Rescale the records below: reproduce every line, requests included, but multiply each coordinate in the answers by 2.4 and round to the nearest whole number, with halves rounded up. Leave the pictures out of your answer.

-- -- --

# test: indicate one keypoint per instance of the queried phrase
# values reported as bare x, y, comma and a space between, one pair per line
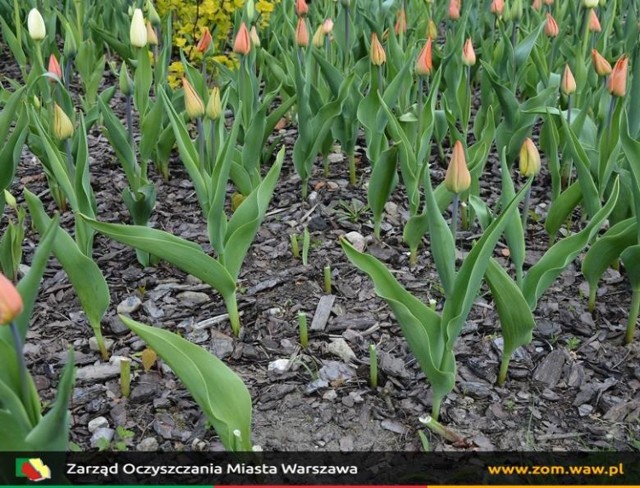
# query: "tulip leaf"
557, 258
218, 391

-- -- --

● Right answer:
# test: indicate one keypoint per instance of the queried phrase
# values reported as bare x, y, comma and a space between, one pair per line
# query: "tulip leaf"
1337, 619
523, 938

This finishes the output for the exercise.